WRITTEN TASK:
Please rewrite the rows from the start of the records through the line containing "regionseg --target=mouth --format='a", changing "mouth" to "lips" and leaving everything else the same. Give only those lines.
------------------------------
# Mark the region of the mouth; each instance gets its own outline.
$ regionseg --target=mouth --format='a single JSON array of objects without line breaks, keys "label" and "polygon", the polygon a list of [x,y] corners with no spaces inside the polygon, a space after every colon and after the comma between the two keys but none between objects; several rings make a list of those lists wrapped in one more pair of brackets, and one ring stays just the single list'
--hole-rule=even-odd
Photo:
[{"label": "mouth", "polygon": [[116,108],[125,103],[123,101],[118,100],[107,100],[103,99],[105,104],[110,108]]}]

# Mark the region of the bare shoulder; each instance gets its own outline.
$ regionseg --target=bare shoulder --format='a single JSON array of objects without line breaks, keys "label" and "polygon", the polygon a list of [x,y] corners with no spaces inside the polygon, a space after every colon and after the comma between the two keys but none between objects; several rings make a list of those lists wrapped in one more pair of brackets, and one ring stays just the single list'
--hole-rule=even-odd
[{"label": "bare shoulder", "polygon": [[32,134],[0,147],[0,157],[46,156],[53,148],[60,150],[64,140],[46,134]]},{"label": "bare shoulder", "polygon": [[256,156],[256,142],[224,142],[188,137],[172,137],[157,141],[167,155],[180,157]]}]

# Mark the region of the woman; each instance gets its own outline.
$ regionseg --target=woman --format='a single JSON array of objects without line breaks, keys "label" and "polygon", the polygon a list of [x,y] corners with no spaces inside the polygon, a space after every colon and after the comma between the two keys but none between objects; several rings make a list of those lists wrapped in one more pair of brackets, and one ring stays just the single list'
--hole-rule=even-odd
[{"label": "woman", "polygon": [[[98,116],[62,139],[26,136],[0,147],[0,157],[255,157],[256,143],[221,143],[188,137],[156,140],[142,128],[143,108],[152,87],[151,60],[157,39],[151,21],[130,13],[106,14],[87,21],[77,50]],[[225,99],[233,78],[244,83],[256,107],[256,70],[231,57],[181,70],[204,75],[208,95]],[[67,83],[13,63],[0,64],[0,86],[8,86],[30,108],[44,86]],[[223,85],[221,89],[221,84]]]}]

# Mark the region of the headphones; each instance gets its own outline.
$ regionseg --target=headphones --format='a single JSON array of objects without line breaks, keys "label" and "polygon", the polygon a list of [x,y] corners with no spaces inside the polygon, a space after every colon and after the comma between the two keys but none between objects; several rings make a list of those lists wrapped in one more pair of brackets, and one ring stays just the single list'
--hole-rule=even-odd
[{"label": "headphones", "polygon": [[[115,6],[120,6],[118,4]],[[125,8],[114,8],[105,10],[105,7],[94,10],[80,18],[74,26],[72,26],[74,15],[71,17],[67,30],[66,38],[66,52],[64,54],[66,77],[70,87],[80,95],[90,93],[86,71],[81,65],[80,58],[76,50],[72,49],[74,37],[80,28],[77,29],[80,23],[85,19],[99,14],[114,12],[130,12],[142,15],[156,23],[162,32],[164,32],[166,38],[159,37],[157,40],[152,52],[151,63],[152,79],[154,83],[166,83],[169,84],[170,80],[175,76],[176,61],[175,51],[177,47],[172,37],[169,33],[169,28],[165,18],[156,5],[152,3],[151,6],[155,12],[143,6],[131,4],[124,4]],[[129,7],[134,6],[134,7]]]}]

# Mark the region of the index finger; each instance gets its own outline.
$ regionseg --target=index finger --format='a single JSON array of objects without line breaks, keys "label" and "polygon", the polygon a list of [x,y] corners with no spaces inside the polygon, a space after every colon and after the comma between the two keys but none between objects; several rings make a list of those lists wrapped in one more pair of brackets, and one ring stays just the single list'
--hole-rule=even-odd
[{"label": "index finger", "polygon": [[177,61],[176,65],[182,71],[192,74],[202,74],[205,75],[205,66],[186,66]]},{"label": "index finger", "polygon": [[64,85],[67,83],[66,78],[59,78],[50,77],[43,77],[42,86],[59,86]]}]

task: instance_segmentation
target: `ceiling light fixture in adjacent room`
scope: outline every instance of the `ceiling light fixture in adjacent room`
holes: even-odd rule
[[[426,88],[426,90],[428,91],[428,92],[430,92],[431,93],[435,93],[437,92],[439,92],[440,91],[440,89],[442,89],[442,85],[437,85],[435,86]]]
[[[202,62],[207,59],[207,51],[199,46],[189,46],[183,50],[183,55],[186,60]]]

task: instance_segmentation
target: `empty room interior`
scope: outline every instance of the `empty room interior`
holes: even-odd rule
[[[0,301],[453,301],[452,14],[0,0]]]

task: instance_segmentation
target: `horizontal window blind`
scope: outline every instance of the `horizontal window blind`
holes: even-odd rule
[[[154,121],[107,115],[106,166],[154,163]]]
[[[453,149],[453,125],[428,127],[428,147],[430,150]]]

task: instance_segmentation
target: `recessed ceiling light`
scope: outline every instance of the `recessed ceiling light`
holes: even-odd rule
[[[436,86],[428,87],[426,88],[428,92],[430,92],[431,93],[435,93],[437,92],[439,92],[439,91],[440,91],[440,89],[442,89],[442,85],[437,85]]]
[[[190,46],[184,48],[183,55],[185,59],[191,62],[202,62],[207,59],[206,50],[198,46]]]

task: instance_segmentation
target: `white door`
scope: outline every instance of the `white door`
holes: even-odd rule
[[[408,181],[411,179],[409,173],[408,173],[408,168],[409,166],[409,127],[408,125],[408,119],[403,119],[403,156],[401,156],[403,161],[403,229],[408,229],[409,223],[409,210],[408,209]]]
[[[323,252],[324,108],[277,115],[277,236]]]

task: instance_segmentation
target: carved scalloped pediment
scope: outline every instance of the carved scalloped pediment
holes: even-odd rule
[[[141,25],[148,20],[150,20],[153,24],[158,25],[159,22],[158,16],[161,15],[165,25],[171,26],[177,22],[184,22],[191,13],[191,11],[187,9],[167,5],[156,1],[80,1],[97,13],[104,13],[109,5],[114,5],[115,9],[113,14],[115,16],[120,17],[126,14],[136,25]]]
------------------------------
WRITTEN ANSWER:
# Mark the region of the lips; each instance gets its own outline.
$ regionseg --target=lips --format='a single JSON array of objects without line breaks, keys "label" and "polygon", the polygon a list of [x,y] corners with no spaces inside the polygon, a space after every colon and after the comma between the two keys but none between objects; several rings make a list of those lists wrapped in one more pair of brackets, and one ring stays just the single list'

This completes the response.